▶ _Article_

_ _ _ _ _ _ _

Add the following code:

#include <erbsland/all_re.hpp>

#include <algorithm>
#include <format>
#include <fstream>
#include <iostream>
#include <string>
#include <unordered_map>
#include <vector>

using namespace el::re;
using CountMap = std::unordered_map<std::string, std::size_t>;
using Rows = std::vector<std::pair<std::string, std::size_t>>;

auto readFileToString(const std::string &path) -> std::string {
    std::ifstream in{path, std::ios::in};
    if (!in) {
        throw std::runtime_error(std::format("Failed to open file: {}", path));
    }
    return {std::istreambuf_iterator<char>{in}, std::istreambuf_iterator<char>{}};
}

auto sortedRowsFromCounts(const CountMap &tagCounts) -> Rows {
    Rows rows;
    rows.reserve(tagCounts.size());
    for (const auto &[tag, count] : tagCounts) {
        rows.emplace_back(tag, count);
    }
    std::ranges::sort(rows, [](const auto &a, const auto &b) {
        return a.second != b.second ? (a.second > b.second) : (a.first < b.first);
    });
    return rows;
}

void printStats(const Rows &rows, const std::string_view &title) {
    std::cout << std::format("{}\n", title);
    for (const auto &[tag, count] : rows) {
        std::cout << std::format("{:<10} {:>}\n", count, tag);
    }
}

int main(int argc, char **argv) {
    try {
        if (argc < 2) {
            throw std::runtime_error(std::format("Usage: {} <html-file>\n", argv[0]));
        }
        const auto reTag = RegEx::compile(R"((?is)<([a-z]+)([^>]*)>)");
        const auto reAttribute = RegEx::compile(R"((?is)\s+([a-z]+)=("[^"]*"|\S+)?)");
        auto html = readFileToString(argv[1]);
        auto tagCounts = CountMap{};
        auto attributeCounts = CountMap{};
        std::cout << "Scanning file\n";
        for (const auto &match : reTag->findAllView(html)) {
            tagCounts[std::string(match->contentView(1))] += 1;
            for (const auto &attributeMatch : reAttribute->findAllView(match->contentView(2))) {
                attributeCounts[std::string(attributeMatch->contentView(1))] += 1;
            }
        }
        const auto tagRows = sortedRowsFromCounts(tagCounts);
        const auto attributeRows = sortedRowsFromCounts(attributeCounts);
        printStats(tagRows, "Tag Statistics:");
        printStats(attributeRows, "Attribute Statistics:");
        return 0;
    } catch (const std::runtime_error &error) {
        std::cout << error.what() << '\n';
        return 1;
    }
}

Code Breakdown

This example intentionally uses regular expressions for a pragmatic task: gathering quick statistics from HTML. It is not a full HTML parser (HTML is not a regular language), but for “count tags and attributes” it works well and keeps the example compact and easy to understand.

_ _ _ _ _ _ _

▶ _Records shown_
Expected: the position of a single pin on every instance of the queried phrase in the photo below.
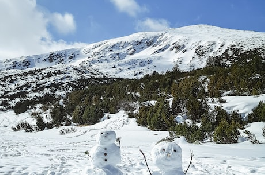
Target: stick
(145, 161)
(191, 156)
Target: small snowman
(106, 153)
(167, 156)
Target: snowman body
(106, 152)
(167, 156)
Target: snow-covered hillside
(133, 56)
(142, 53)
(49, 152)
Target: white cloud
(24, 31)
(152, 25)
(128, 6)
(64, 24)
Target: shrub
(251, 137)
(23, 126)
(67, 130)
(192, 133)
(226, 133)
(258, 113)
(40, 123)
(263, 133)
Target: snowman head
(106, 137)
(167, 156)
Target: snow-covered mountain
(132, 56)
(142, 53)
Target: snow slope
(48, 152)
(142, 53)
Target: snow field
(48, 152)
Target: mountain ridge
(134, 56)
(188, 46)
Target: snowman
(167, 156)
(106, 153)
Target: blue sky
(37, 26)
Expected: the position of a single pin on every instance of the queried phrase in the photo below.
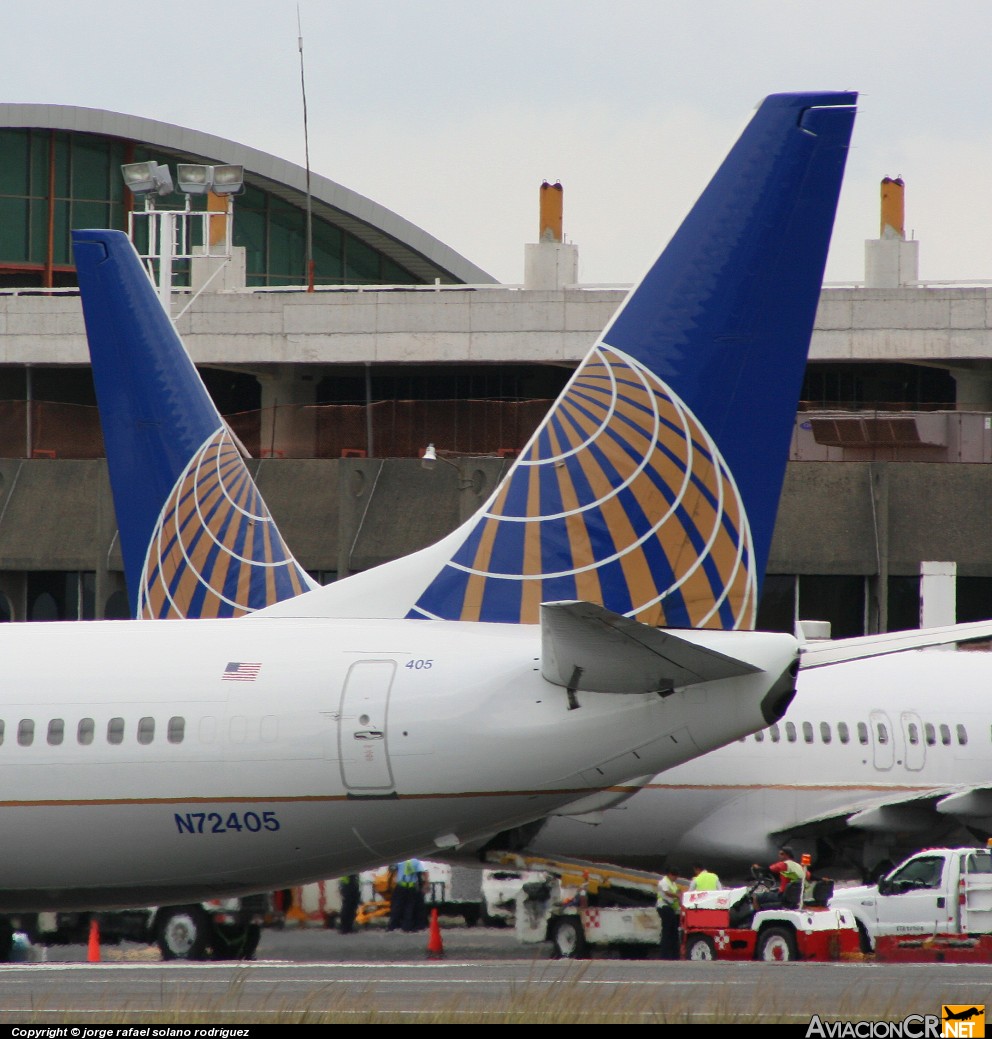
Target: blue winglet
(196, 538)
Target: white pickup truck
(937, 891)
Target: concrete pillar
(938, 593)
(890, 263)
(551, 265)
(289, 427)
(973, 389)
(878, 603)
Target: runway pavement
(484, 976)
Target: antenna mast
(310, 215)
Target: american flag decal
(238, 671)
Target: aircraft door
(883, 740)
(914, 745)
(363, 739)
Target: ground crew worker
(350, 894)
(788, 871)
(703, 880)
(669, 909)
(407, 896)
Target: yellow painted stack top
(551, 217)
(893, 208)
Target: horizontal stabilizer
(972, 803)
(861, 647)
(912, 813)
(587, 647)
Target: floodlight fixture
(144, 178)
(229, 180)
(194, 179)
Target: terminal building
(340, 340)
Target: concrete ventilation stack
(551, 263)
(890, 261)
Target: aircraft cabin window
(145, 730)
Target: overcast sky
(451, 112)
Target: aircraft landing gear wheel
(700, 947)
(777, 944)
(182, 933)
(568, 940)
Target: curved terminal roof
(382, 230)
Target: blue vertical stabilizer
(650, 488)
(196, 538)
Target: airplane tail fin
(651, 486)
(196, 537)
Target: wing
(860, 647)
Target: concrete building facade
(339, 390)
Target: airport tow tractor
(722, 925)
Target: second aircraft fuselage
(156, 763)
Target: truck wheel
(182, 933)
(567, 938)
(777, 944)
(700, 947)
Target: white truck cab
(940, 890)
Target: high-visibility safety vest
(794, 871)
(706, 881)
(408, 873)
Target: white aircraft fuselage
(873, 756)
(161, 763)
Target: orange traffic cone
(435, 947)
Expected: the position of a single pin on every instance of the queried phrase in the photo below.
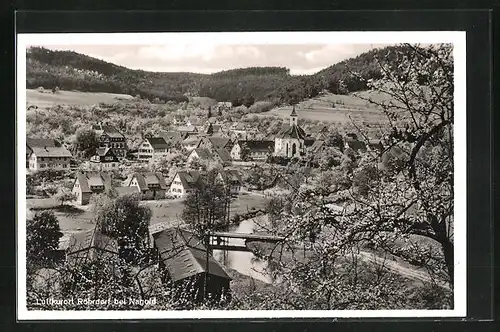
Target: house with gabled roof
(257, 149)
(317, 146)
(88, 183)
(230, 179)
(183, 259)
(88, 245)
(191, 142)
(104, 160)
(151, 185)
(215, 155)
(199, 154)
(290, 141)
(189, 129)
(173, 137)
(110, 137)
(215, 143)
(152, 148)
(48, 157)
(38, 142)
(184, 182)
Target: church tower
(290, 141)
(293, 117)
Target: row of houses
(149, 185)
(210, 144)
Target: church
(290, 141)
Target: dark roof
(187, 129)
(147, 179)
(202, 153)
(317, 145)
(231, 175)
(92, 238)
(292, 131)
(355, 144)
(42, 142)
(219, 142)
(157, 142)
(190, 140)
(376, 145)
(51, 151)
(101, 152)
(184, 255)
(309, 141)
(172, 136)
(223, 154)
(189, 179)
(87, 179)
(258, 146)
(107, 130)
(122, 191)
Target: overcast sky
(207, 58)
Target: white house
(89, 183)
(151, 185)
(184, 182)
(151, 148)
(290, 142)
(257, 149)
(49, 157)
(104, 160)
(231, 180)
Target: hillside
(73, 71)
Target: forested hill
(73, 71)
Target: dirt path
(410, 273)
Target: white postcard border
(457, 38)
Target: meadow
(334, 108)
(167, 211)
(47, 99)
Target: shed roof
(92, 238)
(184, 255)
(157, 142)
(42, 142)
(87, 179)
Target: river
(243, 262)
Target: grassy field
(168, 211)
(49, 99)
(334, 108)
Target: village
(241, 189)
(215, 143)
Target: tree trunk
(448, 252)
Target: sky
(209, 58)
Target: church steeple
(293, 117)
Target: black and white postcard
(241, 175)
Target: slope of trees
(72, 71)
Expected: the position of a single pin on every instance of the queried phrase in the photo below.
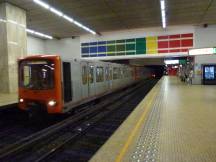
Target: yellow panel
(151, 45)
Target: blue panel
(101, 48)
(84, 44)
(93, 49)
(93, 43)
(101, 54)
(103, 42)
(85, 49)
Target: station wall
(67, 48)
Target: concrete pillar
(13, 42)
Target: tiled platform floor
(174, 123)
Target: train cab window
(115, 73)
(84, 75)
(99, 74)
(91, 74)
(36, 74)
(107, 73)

_ _ _ _ _ _ _

▶ _Set task 1_
Repeat the passage of the C++ tag-counting tutorial between "This example intentionally" and "easy to understand.", inclusive.
▶ _Set task 2_
Carry on writing the C++ tag-counting tutorial from the point where it stops.
The items come from a separate source.

▶ _Exercise answer 1_
This example intentionally uses regular expressions for a pragmatic task: gathering quick statistics from HTML. It is not a full HTML parser (HTML is not a regular language), but for “count tags and attributes” it works well and keeps the example compact and easy to understand.

▶ _Exercise answer 2_
Include and namespace setup

At the top of the file you include the library’s public API:

#include <erbsland/all_re.hpp>

Then you make the regular expression types directly available:

using namespace el::re;

This allows you to use types such as RegEx directly, without prefixing them with the full namespace.

Two compiled expressions, reused many times

The key performance and design idea is: compile once, then reuse.

Inside main you compile two regular expression patterns:

A tag expression:

const auto reTag = RegEx::compile(R"((?is)<([a-z]+)([^>]*)>)");

An attribute expression:

const auto reAttribute = RegEx::compile(R"((?is)\s+([a-z]+)=("[^"]*"|\S+)?)");

Both expressions are stored in const auto variables so they can be applied repeatedly while scanning the input text.

The inline flags (?is) are important here:

i enables case-insensitive matching, so DIV and div are treated the same.
s enables dot-matches-newline mode, which is defensive when attributes span multiple lines.

Capturing exactly what you need

The tag pattern <([a-z]+)([^>]*)> uses capture groups to isolate the relevant parts of each match:

Group 1: ([a-z]+) — the tag name (for example div, a, span).
Group 2: ([^>]*) — the attribute region (everything between the tag name and >).

When iterating over matches, you access these capture groups via content(n):

match->content(1) → tag name
match->content(2) → attribute text

This “compile → match → access capture groups” workflow is central to how the Erbsland Regular Expression Library is used throughout this example.

Scanning with `findAllView` (and why it matters)

The main scan loop uses:

reTag->findAllView(html)

This call returns a coroutine-based generator that iterates over all matches in the input string. The *View variant is used here, which means all match results reference the original string instead of creating copies. This avoids unnecessary allocations and provides excellent performance when scanning large inputs.

Inside the loop, a nested scan is performed over the attribute region of each tag:

reAttribute->findAllView(match->content(2))

Here, the attribute expression operates only on the view returned from the tag match. This keeps responsibilities clean: one expression finds tags, the other extracts attributes.

Counting tags and attribute names

The counting logic is intentionally minimal and easy to read:

tagCounts[std::string(match->content(1))] += 1;

At this point, the tag name view is converted into a std::string key for use in a std::unordered_map. While this introduces a copy, it keeps the example simple. In a real application, you would likely use a more efficient approach that better leverages the lifetime of the underlying views.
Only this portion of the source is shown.